[Items from a data source]

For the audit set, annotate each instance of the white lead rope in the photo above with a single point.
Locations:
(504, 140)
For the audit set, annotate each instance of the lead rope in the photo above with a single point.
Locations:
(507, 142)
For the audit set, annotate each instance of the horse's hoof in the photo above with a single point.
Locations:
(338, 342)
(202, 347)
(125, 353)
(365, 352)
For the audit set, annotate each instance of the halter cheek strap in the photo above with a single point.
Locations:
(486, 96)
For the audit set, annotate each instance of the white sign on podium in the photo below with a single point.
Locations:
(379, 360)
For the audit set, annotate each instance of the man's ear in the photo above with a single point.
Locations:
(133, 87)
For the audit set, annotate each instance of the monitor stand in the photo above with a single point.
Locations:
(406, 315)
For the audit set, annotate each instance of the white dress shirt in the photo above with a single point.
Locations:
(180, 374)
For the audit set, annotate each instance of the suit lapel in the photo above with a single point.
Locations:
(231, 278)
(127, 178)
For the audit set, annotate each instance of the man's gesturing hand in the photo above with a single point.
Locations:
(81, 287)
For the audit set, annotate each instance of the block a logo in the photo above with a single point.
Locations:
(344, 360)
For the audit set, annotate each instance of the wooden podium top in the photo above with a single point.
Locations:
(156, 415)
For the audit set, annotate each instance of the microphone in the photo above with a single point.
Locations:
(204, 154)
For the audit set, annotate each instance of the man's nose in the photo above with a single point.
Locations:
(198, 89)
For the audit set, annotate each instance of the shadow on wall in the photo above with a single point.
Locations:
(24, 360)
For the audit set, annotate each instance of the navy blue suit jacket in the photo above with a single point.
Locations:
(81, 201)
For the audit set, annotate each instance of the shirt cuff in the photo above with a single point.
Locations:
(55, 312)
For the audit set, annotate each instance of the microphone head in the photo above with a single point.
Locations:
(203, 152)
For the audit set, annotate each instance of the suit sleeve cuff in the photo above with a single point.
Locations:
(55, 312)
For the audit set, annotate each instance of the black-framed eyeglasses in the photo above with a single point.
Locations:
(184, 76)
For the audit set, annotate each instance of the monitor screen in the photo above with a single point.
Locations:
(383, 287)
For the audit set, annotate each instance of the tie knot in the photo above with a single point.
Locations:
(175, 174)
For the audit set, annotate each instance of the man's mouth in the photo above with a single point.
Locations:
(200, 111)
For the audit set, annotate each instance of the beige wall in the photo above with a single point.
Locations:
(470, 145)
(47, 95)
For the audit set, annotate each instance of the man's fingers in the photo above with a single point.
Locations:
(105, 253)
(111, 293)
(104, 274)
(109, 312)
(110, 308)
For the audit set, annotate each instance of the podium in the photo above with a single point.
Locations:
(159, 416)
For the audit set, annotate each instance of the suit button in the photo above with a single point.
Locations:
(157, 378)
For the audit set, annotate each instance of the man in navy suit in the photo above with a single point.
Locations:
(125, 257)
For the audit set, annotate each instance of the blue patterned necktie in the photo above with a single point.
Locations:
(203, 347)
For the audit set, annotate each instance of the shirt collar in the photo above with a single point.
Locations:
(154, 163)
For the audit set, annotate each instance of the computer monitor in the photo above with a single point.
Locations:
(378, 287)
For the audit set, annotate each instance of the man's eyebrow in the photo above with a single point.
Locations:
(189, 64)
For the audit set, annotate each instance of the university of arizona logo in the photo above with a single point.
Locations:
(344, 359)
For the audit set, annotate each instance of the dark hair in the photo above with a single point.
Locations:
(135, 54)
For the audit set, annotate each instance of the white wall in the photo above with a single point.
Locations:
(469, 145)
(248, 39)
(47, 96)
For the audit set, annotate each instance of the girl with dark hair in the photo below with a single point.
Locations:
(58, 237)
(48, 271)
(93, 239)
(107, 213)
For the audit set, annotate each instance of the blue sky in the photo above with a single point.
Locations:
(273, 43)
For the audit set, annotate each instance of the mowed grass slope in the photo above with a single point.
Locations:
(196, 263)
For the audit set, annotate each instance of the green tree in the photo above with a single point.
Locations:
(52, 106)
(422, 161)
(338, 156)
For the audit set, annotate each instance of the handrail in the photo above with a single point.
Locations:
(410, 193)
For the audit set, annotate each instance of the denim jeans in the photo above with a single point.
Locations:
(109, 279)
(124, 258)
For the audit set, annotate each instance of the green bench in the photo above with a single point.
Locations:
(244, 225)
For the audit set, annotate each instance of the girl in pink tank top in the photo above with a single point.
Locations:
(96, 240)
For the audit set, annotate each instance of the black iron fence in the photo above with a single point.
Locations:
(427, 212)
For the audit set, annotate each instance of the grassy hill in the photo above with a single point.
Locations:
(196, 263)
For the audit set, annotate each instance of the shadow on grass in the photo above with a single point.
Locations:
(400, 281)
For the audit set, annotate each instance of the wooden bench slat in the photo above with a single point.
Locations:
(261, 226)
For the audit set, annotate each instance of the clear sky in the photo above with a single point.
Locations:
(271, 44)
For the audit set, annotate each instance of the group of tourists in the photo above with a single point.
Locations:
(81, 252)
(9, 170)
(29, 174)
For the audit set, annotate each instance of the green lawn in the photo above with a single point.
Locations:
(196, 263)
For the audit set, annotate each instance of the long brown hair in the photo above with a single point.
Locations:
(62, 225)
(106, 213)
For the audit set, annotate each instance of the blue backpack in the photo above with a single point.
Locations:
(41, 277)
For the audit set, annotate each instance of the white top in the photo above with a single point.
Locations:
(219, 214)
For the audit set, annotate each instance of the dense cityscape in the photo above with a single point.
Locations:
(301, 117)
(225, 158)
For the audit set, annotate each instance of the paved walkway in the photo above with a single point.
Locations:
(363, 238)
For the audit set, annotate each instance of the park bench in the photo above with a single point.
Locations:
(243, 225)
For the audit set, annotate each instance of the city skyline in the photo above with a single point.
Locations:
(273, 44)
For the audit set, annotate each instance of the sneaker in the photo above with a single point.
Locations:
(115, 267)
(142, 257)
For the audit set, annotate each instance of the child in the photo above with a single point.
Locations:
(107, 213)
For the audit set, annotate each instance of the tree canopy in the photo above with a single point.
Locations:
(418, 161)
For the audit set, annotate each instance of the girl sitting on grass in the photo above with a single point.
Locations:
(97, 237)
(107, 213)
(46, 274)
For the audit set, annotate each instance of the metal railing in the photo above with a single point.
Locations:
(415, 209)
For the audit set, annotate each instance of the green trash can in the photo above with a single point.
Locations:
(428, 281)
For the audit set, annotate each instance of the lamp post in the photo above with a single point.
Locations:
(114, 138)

= About this exercise =
Tally the lines of the data that contain the string "navy", and report nothing but the tally.

= Solution to this problem =
2